## WHAT IS EXPECTED
Copy out the rows below between the lines holding "identifies the gutter" and "221, 476, 242]]", inclusive, keeping each request and increasing every bounding-box coordinate by 43.

## DATA PROVIDED
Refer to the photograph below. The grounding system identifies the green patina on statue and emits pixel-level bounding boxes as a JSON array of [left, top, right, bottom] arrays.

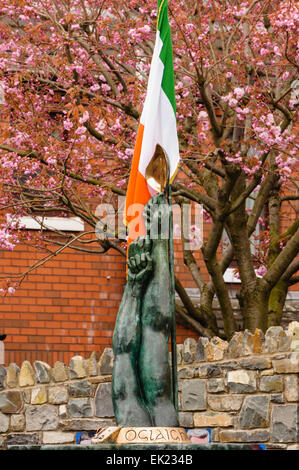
[[112, 193, 178, 427]]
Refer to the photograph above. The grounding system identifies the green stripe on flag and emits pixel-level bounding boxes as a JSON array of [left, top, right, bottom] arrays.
[[157, 0, 176, 114]]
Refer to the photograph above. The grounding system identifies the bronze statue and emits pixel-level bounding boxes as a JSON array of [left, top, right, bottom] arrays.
[[112, 193, 178, 427]]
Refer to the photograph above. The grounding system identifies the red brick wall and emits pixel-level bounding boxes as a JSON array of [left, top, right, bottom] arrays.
[[0, 239, 202, 365]]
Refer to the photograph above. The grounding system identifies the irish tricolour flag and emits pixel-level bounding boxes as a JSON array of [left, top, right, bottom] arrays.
[[125, 0, 179, 245]]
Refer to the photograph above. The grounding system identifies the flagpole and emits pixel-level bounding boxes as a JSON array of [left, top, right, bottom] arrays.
[[167, 182, 178, 416]]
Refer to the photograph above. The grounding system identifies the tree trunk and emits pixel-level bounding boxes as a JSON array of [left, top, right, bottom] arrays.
[[268, 279, 289, 328], [237, 279, 269, 331]]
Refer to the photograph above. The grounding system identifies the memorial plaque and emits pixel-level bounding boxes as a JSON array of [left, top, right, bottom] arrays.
[[91, 426, 121, 444], [116, 427, 190, 444]]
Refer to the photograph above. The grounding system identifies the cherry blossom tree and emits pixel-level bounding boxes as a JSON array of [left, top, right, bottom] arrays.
[[0, 0, 299, 338]]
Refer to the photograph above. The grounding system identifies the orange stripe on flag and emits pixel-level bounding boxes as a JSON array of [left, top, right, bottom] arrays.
[[126, 124, 151, 252]]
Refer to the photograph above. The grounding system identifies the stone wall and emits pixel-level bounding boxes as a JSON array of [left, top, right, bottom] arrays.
[[0, 322, 299, 449]]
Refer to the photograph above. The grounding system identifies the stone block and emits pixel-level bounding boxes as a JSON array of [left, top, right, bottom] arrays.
[[265, 326, 292, 353], [183, 338, 197, 364], [0, 412, 9, 432], [6, 433, 41, 446], [197, 364, 221, 378], [178, 366, 197, 380], [19, 361, 35, 387], [270, 393, 284, 403], [68, 380, 91, 397], [58, 405, 68, 419], [69, 356, 87, 379], [207, 378, 225, 393], [270, 404, 299, 443], [284, 374, 299, 402], [272, 352, 299, 374], [98, 348, 114, 375], [0, 390, 23, 414], [240, 356, 271, 370], [260, 375, 283, 392], [226, 369, 256, 393], [290, 327, 299, 351], [10, 414, 25, 431], [225, 331, 244, 358], [219, 361, 240, 371], [194, 337, 209, 362], [22, 388, 31, 404], [94, 383, 114, 418], [50, 361, 69, 382], [179, 412, 193, 428], [239, 395, 270, 429], [243, 328, 265, 356], [48, 385, 68, 405], [193, 411, 234, 428], [176, 344, 183, 366], [208, 395, 244, 411], [43, 431, 76, 444], [219, 429, 269, 443], [0, 366, 7, 390], [87, 351, 98, 377], [288, 321, 299, 351], [31, 385, 47, 405], [25, 405, 58, 431], [182, 379, 207, 411], [207, 336, 228, 361], [68, 398, 92, 418], [6, 362, 20, 388], [33, 361, 51, 384]]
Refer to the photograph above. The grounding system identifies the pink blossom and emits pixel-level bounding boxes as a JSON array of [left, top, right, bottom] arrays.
[[63, 119, 74, 131], [255, 265, 267, 277], [198, 111, 208, 119], [138, 24, 151, 33], [79, 111, 89, 124], [101, 83, 111, 91], [234, 87, 245, 100], [90, 83, 101, 91], [75, 126, 86, 135]]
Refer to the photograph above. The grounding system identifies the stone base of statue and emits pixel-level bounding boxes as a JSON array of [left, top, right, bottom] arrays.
[[91, 426, 190, 445]]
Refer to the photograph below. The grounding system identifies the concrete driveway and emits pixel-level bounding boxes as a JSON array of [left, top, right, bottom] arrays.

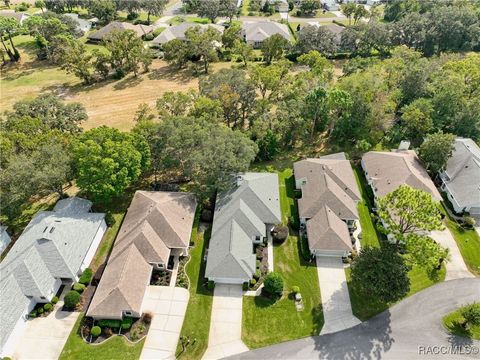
[[430, 229, 474, 280], [140, 286, 190, 359], [203, 284, 248, 360], [317, 256, 360, 334], [12, 301, 80, 360]]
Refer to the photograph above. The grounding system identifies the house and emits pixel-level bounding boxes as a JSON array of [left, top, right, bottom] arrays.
[[440, 138, 480, 216], [87, 191, 197, 320], [205, 173, 281, 284], [64, 14, 92, 34], [0, 197, 107, 356], [87, 21, 153, 42], [293, 153, 361, 257], [362, 150, 442, 201], [241, 21, 291, 48], [0, 225, 12, 253], [152, 22, 225, 46], [0, 10, 30, 25]]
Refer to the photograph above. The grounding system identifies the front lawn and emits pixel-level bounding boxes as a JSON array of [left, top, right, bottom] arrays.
[[443, 309, 480, 340], [177, 214, 213, 359], [59, 315, 145, 360], [242, 169, 324, 349]]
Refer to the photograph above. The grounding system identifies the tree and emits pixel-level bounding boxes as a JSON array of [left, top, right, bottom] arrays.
[[263, 271, 284, 298], [260, 34, 289, 65], [185, 26, 221, 74], [233, 39, 253, 67], [141, 0, 168, 24], [104, 30, 152, 78], [88, 0, 117, 24], [197, 0, 221, 23], [295, 25, 338, 55], [351, 246, 410, 303], [419, 131, 455, 174], [377, 185, 442, 241], [72, 126, 150, 202], [0, 16, 20, 62], [6, 94, 88, 134]]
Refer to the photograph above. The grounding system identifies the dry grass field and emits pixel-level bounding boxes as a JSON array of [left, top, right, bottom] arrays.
[[0, 36, 231, 130]]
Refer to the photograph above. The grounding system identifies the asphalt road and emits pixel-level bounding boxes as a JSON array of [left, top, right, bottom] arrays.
[[228, 278, 480, 360]]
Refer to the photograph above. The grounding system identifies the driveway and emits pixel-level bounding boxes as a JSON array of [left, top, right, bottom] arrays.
[[203, 284, 248, 360], [430, 229, 474, 280], [140, 286, 190, 359], [12, 301, 80, 360], [317, 256, 360, 334], [231, 279, 480, 360]]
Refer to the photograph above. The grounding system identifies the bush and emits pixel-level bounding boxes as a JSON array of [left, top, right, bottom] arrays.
[[263, 272, 283, 297], [72, 283, 85, 293], [64, 290, 80, 309], [90, 326, 102, 337], [78, 268, 93, 286], [272, 224, 288, 244]]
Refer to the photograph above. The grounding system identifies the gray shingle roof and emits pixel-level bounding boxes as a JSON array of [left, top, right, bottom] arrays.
[[87, 191, 197, 319], [443, 138, 480, 208], [152, 22, 225, 44], [205, 173, 281, 281], [0, 198, 105, 352], [362, 151, 442, 201]]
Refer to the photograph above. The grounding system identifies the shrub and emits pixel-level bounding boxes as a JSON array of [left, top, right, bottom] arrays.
[[72, 283, 85, 293], [263, 272, 283, 297], [64, 290, 80, 309], [90, 326, 102, 337], [207, 280, 215, 291], [78, 268, 93, 286], [272, 224, 288, 243], [142, 312, 153, 324]]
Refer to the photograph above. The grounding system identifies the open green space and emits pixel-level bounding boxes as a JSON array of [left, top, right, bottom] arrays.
[[59, 315, 145, 360], [242, 169, 324, 349], [177, 213, 213, 359]]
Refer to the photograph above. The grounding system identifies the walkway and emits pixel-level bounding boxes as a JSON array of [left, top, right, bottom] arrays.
[[12, 292, 80, 360], [430, 228, 474, 280], [203, 284, 248, 360], [317, 256, 360, 334], [228, 279, 480, 360], [140, 286, 190, 359]]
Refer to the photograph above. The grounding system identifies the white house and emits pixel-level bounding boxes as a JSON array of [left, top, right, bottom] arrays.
[[0, 197, 107, 356]]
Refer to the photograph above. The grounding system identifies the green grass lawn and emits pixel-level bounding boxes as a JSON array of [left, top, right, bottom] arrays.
[[242, 169, 324, 349], [177, 216, 213, 359], [442, 309, 480, 340], [59, 315, 145, 360], [444, 205, 480, 276]]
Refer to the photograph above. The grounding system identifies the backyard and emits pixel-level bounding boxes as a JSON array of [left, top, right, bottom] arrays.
[[242, 169, 323, 349], [176, 214, 213, 359]]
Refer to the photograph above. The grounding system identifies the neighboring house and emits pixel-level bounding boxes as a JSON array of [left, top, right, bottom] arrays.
[[87, 21, 153, 42], [205, 173, 282, 284], [241, 21, 291, 48], [440, 138, 480, 215], [87, 191, 197, 320], [0, 197, 107, 356], [293, 153, 361, 257], [152, 22, 225, 45], [64, 14, 92, 34], [0, 10, 30, 25], [0, 226, 12, 253], [362, 150, 442, 201]]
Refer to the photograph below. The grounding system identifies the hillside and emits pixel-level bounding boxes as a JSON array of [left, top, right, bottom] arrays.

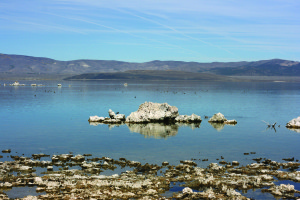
[[0, 54, 300, 76], [65, 70, 236, 81]]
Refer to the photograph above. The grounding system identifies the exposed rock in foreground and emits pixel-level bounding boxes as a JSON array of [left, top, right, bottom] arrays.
[[286, 116, 300, 128], [126, 102, 179, 123]]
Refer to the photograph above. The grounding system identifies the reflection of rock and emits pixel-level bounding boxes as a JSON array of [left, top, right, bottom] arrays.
[[88, 109, 125, 125], [208, 113, 227, 123], [210, 122, 225, 131], [175, 114, 202, 123], [126, 102, 179, 123], [108, 109, 125, 121], [208, 113, 237, 126], [209, 122, 236, 131], [176, 122, 201, 130], [89, 115, 104, 122], [286, 116, 300, 129], [209, 120, 236, 131], [127, 123, 179, 139]]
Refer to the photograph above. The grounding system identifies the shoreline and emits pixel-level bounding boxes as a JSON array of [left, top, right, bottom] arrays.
[[0, 149, 300, 200]]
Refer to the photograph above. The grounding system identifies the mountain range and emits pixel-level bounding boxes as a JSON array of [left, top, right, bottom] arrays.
[[0, 54, 300, 76]]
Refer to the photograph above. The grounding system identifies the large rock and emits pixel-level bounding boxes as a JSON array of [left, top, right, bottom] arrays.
[[208, 113, 227, 123], [286, 116, 300, 128], [175, 114, 202, 123], [89, 115, 104, 122], [126, 102, 179, 123]]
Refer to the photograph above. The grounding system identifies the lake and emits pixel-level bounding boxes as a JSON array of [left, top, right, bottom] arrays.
[[0, 80, 300, 198]]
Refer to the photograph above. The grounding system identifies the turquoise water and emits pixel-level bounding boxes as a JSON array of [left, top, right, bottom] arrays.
[[0, 81, 300, 167]]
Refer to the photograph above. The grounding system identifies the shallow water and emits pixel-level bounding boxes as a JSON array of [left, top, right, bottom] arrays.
[[0, 81, 300, 198]]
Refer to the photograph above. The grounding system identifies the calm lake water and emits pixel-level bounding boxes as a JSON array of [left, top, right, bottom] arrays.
[[0, 81, 300, 198]]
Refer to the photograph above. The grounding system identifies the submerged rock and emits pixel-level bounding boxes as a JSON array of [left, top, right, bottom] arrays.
[[126, 102, 179, 123], [127, 123, 179, 138], [175, 114, 202, 123], [208, 113, 227, 123], [286, 116, 300, 128], [88, 109, 126, 125]]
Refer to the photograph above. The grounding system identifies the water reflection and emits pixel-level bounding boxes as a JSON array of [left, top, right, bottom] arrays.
[[209, 122, 236, 131], [127, 123, 179, 139], [287, 128, 300, 133], [90, 122, 200, 139]]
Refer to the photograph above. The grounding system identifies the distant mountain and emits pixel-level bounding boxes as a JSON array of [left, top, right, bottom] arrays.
[[65, 70, 237, 81], [0, 54, 300, 76], [210, 59, 300, 76]]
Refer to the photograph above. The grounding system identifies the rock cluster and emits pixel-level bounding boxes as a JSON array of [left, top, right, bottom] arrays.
[[89, 102, 202, 124], [126, 102, 179, 123], [0, 150, 300, 200], [286, 116, 300, 128]]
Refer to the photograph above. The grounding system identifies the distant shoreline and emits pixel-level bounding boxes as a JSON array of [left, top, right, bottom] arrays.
[[0, 73, 300, 82]]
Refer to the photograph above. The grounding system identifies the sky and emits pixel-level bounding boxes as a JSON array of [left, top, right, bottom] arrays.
[[0, 0, 300, 62]]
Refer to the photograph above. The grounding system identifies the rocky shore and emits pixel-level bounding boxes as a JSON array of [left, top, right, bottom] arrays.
[[0, 150, 300, 200]]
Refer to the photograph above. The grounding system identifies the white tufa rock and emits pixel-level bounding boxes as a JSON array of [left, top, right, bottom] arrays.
[[126, 102, 179, 123], [182, 187, 193, 194], [89, 115, 104, 122], [175, 114, 202, 123], [286, 116, 300, 128]]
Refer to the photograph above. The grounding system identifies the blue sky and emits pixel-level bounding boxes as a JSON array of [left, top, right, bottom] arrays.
[[0, 0, 300, 62]]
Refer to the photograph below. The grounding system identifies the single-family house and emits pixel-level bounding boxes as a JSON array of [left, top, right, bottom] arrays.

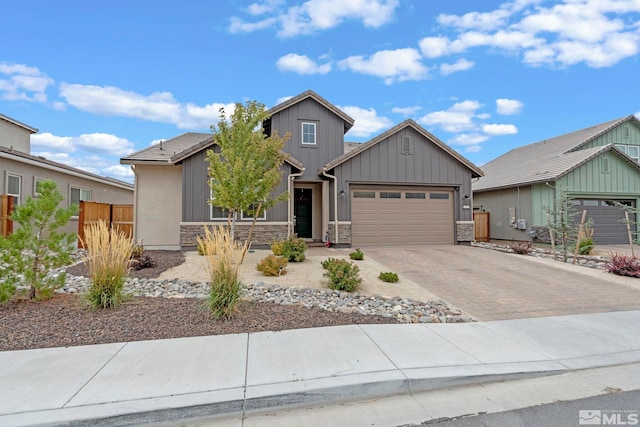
[[0, 114, 133, 231], [473, 115, 640, 244], [121, 91, 482, 249]]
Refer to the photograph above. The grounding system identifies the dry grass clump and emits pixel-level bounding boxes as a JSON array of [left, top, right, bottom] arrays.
[[83, 220, 134, 308], [197, 226, 242, 319]]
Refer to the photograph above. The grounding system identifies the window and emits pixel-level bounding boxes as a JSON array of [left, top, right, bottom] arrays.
[[302, 123, 316, 145], [69, 187, 91, 205], [7, 173, 22, 205], [33, 178, 44, 197]]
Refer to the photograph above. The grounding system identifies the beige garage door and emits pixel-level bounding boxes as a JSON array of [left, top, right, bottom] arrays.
[[351, 187, 454, 245]]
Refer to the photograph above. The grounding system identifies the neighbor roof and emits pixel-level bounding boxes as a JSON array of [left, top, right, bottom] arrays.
[[267, 90, 354, 133], [324, 119, 484, 178], [0, 113, 38, 133], [473, 115, 640, 191], [120, 132, 304, 169], [0, 147, 133, 190]]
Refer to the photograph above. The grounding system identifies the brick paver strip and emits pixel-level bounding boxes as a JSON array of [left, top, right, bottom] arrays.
[[362, 246, 640, 320]]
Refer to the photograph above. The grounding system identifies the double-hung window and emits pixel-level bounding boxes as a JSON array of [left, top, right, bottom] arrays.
[[302, 122, 316, 145], [7, 173, 22, 206]]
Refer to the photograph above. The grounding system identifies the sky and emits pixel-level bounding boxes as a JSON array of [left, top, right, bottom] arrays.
[[0, 0, 640, 182]]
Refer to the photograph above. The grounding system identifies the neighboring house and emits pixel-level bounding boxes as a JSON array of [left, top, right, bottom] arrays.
[[0, 114, 133, 231], [473, 116, 640, 244], [120, 91, 482, 249]]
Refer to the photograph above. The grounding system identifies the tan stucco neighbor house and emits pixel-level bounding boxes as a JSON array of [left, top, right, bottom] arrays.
[[0, 114, 133, 231], [120, 91, 482, 249], [473, 115, 640, 245]]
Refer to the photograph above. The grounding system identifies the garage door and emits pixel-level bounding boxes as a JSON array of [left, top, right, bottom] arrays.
[[351, 187, 454, 245], [575, 199, 635, 245]]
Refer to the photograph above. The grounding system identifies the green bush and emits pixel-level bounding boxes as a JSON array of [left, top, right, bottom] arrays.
[[282, 236, 307, 262], [322, 258, 362, 292], [578, 237, 595, 255], [271, 240, 284, 256], [349, 248, 364, 261], [378, 271, 400, 283], [256, 255, 289, 276]]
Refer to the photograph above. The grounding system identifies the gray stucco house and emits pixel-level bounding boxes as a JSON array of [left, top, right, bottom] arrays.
[[121, 91, 482, 249], [473, 115, 640, 245]]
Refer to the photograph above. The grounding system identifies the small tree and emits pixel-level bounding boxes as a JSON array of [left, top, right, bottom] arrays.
[[0, 181, 78, 303], [207, 101, 290, 258]]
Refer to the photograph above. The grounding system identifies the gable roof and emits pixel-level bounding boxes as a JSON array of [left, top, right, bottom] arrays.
[[120, 132, 304, 169], [473, 116, 640, 191], [0, 113, 38, 133], [267, 90, 354, 133], [323, 119, 484, 178], [0, 147, 133, 190]]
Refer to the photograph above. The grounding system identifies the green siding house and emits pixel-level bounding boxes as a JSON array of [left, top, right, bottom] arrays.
[[473, 115, 640, 245]]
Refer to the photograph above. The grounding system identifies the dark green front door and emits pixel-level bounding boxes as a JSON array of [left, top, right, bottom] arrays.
[[293, 188, 312, 239]]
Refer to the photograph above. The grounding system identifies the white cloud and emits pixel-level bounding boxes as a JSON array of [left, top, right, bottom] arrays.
[[496, 98, 524, 116], [338, 48, 429, 85], [338, 106, 393, 138], [391, 106, 422, 116], [440, 58, 475, 76], [60, 83, 235, 130], [276, 53, 331, 75], [0, 62, 54, 103], [418, 100, 481, 133], [482, 124, 518, 136], [229, 0, 399, 37]]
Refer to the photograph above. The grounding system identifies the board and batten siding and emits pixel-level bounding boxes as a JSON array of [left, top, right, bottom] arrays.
[[331, 127, 472, 221], [580, 122, 640, 149], [271, 99, 344, 180], [182, 150, 291, 222]]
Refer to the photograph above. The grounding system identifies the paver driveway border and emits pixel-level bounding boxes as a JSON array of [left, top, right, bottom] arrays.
[[362, 245, 640, 320]]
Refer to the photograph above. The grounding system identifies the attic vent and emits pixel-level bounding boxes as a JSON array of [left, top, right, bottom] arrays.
[[400, 136, 413, 154]]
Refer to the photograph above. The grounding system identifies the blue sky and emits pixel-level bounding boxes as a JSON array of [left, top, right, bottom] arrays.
[[0, 0, 640, 182]]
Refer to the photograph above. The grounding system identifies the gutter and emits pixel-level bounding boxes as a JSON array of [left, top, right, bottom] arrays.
[[322, 167, 340, 245], [287, 168, 304, 238]]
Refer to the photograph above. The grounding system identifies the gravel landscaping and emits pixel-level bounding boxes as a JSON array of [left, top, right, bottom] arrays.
[[0, 250, 472, 351]]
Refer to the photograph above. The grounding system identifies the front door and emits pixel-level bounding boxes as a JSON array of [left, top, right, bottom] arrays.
[[293, 188, 312, 239]]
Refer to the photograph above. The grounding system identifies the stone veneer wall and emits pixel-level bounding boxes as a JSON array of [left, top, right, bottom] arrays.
[[329, 222, 351, 246], [180, 222, 287, 249], [456, 221, 476, 242]]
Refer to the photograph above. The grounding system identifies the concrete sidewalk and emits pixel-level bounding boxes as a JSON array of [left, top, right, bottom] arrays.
[[0, 311, 640, 426]]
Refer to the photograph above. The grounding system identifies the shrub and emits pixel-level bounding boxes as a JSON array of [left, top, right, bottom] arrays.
[[349, 248, 364, 261], [509, 240, 533, 255], [322, 258, 362, 292], [282, 236, 307, 262], [83, 220, 133, 308], [256, 255, 289, 276], [198, 226, 242, 319], [271, 240, 284, 256], [0, 180, 78, 304], [604, 252, 640, 277], [578, 237, 595, 255], [378, 271, 400, 283]]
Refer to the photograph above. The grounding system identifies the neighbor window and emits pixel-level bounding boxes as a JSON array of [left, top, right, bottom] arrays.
[[302, 123, 316, 145], [7, 173, 22, 205], [69, 187, 91, 205]]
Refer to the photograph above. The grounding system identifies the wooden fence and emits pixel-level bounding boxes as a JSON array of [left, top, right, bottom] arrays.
[[473, 212, 491, 242], [78, 202, 133, 248], [0, 194, 13, 237]]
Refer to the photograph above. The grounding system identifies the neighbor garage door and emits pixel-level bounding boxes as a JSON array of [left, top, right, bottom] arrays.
[[351, 187, 454, 245], [575, 199, 635, 245]]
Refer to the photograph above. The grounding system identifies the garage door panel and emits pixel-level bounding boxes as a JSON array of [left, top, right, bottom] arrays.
[[351, 187, 454, 245]]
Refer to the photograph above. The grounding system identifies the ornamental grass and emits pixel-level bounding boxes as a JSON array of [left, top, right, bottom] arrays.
[[197, 225, 242, 319], [82, 220, 134, 308]]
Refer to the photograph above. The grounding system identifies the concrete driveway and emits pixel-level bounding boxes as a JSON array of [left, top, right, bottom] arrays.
[[362, 246, 640, 320]]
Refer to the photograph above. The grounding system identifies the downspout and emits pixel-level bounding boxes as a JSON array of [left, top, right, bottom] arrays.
[[322, 167, 340, 245], [287, 168, 304, 238]]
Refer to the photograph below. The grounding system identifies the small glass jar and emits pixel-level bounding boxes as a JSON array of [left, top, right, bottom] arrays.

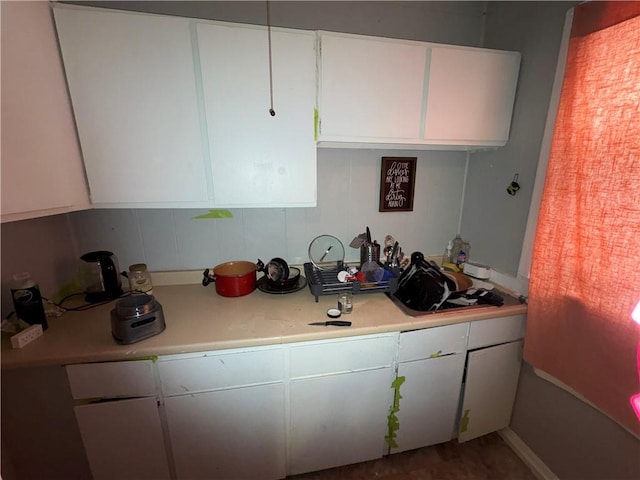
[[129, 263, 153, 295], [338, 292, 353, 314]]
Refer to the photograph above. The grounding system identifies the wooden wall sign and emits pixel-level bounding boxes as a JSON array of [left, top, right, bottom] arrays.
[[378, 157, 417, 212]]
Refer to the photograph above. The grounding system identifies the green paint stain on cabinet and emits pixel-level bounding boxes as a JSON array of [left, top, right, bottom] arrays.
[[384, 376, 406, 448]]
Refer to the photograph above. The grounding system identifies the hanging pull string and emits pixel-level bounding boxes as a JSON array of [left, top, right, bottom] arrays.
[[267, 0, 276, 117]]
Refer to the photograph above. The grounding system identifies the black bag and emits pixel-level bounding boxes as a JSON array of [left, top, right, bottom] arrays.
[[395, 252, 456, 312]]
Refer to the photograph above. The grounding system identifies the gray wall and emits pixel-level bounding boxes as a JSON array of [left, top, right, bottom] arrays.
[[462, 2, 576, 276], [510, 366, 640, 480]]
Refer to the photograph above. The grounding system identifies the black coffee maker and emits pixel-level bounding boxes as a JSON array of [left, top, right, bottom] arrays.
[[80, 250, 122, 303]]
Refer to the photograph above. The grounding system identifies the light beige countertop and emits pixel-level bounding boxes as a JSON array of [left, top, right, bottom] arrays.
[[1, 278, 526, 368]]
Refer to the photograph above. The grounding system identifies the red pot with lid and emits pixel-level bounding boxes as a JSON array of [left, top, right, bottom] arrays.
[[202, 259, 264, 297]]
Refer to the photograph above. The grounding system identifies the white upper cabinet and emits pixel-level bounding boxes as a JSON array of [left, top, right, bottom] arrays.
[[319, 32, 427, 142], [424, 46, 520, 146], [54, 4, 208, 207], [0, 2, 89, 222], [318, 32, 520, 150], [197, 23, 316, 207]]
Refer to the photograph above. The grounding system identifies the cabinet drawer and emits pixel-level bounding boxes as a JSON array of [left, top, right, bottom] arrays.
[[66, 360, 156, 399], [398, 323, 469, 362], [158, 348, 284, 395], [468, 315, 525, 350], [289, 334, 398, 378]]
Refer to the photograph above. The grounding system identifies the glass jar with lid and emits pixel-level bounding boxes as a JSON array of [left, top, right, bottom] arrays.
[[129, 263, 153, 295]]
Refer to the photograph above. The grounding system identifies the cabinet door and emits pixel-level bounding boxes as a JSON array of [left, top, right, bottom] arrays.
[[287, 367, 393, 474], [391, 354, 465, 453], [0, 2, 89, 222], [197, 23, 316, 207], [75, 397, 169, 480], [54, 4, 208, 207], [319, 33, 427, 143], [458, 341, 522, 442], [165, 383, 285, 480], [424, 46, 520, 145]]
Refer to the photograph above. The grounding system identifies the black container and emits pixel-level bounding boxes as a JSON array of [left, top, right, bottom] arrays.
[[11, 272, 49, 330], [80, 250, 122, 303]]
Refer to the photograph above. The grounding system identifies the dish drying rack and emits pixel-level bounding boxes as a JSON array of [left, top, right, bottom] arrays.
[[304, 262, 398, 302]]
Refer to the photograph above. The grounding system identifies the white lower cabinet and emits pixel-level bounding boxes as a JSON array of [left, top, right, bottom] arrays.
[[66, 360, 170, 480], [165, 383, 285, 480], [61, 315, 525, 480], [75, 397, 170, 480], [391, 354, 465, 453], [458, 315, 525, 442], [390, 323, 469, 453], [158, 347, 286, 480], [287, 333, 398, 475]]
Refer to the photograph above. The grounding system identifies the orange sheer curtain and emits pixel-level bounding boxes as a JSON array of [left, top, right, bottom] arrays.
[[524, 2, 640, 434]]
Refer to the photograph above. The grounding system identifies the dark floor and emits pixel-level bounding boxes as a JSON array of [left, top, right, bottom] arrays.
[[287, 433, 536, 480]]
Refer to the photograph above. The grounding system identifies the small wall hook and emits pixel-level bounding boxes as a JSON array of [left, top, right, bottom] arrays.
[[507, 173, 520, 196]]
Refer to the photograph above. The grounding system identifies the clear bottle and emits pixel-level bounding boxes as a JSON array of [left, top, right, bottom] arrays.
[[128, 263, 153, 295], [442, 240, 453, 265], [451, 233, 471, 269], [10, 272, 49, 330]]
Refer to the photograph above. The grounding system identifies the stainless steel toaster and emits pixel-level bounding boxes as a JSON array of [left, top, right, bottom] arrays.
[[111, 295, 166, 345]]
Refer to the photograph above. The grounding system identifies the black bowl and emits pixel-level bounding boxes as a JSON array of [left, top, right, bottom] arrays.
[[266, 267, 300, 290]]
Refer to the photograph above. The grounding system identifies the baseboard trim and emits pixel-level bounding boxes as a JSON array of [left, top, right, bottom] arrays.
[[498, 427, 559, 480]]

## RESULT FOR THIS TASK
Refer to the photograph above. The grounding system identifies the gutter and emits pixel-level bounding boxes as a JSON array of [left, top, right, bottom] arrays.
[[365, 210, 383, 288], [330, 211, 347, 281]]
Refer to the photograph above. The grounding system identifies the gravel landscaping and emits pixel-level bounding boxes as a JSON array of [left, top, right, bottom] arrays.
[[43, 293, 515, 394]]
Refer to the photograph above. The grounding system identifies the front door and emits pixel-level bounding boxes as a JSON array of [left, top, right, bottom] arrays.
[[336, 231, 355, 282]]
Refer to the photograph above. The grounding system identifies the stone veneer wall and emits pixel-level bounding boxes as a JSON array of [left, top, right, bottom] arrays.
[[372, 265, 394, 289], [223, 265, 330, 292], [499, 264, 519, 285]]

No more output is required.